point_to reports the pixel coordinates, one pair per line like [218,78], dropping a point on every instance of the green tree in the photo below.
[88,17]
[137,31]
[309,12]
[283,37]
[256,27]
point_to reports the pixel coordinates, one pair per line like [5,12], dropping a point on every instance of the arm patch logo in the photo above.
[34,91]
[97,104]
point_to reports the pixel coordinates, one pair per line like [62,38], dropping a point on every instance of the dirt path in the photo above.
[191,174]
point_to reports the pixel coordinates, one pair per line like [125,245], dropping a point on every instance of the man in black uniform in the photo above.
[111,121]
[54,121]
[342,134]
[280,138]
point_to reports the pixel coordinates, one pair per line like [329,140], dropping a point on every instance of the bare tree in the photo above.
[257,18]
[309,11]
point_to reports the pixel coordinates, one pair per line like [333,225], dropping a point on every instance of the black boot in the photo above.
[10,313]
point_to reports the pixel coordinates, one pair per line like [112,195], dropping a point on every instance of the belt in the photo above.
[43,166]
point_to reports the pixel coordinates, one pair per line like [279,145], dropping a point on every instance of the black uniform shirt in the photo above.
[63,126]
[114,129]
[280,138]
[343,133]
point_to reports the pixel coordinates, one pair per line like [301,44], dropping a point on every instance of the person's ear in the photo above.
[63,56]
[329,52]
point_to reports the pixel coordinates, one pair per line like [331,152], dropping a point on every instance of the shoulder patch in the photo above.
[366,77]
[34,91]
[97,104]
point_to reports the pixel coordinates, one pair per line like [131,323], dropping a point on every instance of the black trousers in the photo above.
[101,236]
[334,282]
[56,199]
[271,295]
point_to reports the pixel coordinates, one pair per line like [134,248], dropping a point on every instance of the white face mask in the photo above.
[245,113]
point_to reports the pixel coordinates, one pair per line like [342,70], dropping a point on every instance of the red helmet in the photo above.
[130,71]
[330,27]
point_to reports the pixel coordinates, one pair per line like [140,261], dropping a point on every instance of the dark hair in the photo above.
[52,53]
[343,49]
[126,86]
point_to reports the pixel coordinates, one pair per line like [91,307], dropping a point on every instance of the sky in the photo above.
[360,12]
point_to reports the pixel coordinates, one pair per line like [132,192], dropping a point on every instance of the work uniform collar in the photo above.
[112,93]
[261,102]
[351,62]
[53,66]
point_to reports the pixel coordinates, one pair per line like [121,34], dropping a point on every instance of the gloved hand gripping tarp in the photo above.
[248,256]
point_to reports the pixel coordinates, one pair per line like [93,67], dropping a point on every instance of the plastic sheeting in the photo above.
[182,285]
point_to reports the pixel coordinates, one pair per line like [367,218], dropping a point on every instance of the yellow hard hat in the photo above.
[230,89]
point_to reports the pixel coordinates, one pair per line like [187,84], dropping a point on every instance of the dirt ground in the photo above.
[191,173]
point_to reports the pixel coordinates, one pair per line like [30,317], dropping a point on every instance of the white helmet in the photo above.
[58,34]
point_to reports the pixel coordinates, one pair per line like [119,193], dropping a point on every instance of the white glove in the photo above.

════════════════

[STATED TASK]
Your task is to transcribe the listing above in full, exactly as given.

[ANSWER TO THIS EXERCISE]
point_to reports the pixel coordinates, one pair per line like [218,78], dropping a point on every instance of the green tree in the photo below.
[88,17]
[137,31]
[309,12]
[283,37]
[256,27]
point_to reports the pixel coordinates, one pair per line like [5,12], dropping a point on every instance of the arm patch logo in the photo above.
[34,91]
[97,104]
point_to reports the pixel coordinates, one pair per line like [62,38], dropping a point on every instance of the dirt path in the photo above.
[191,174]
point_to reports the pixel coordinates, one pair per line like [125,245], dropping a point on every instance of the man in black uniform in the photo above.
[111,121]
[54,121]
[342,134]
[280,138]
point_to reports the pixel coordinates, one pair per line like [329,140], dropping a point on every instance of the bare tree in the photo above.
[257,18]
[309,11]
point_to reports the pixel coordinates, one pair per line like [333,225], dropping a point on every instance of the black boot in the photo above.
[10,313]
point_to reports the pixel coordinates, one pair per line like [112,195], dropping a point on every instance of the belt in the photo above.
[43,166]
point_to reports the pixel coordinates, one pair per line like [279,145], dropping a point on every instance of the black uniform shirt in the photo above.
[63,126]
[114,129]
[280,138]
[343,133]
point_to reports the pixel coordinates, one pair per line like [301,44], dropping a point on every instance of the person's ear in the photo above.
[63,56]
[329,52]
point_to reports the pixel coordinates, one pair per line like [331,152], dropping a point on every instance of the shoulder patch in the photo above.
[366,77]
[34,91]
[97,104]
point_to reports the pixel coordinates, one pair per line like [131,323], dropping a point on every instance of the black trousers in the photo above.
[101,236]
[334,282]
[56,199]
[271,295]
point_to reports the pixel coordinates, one pair per line like [134,248], dropping a point on every instance of the white face mask in the photo above.
[245,113]
point_to reports the pixel coordinates, one pair per line like [342,70], dropping a point on every instance of the red helmet in the photo above.
[130,71]
[330,27]
point_to reports the pixel coordinates, one pair per line like [140,261], dropping a point on every instance of the dark hair in the photo above.
[52,53]
[343,49]
[126,86]
point_to reports the pixel coordinates, one pair per line like [91,307], dropping a point on every instance of the sky in the photo above.
[360,12]
point_to reports the pixel coordinates, one pair per line like [132,192], dropping a point on every instance of the work uniform collar in the photo above.
[112,93]
[261,102]
[351,62]
[53,66]
point_to reports the pixel coordinates, one pair per line like [121,34], dropping a point on every instance of the gloved hand gripping tarp in the photo above.
[248,256]
point_to reports the pixel coordinates, one pair per line like [93,67], dropping a point on every instance of the plastic sheeting in the photo above.
[182,285]
point_to reports the pixel coordinates, one pair per line like [367,218], dropping a point on every instance of the yellow hard hat in the photo above.
[230,89]
point_to reports the pixel coordinates, one pair per line like [187,84], dropping a point on every instance of the dirt ground in the photo above.
[191,173]
point_to reports the pixel coordinates, one pair per line like [30,317], dropping a point on every instance of the white helmet in the photo above.
[58,34]
point_to reports the pixel coordinates, one pair per line like [119,193], dropping a point on every instance of the white glove in the photo above.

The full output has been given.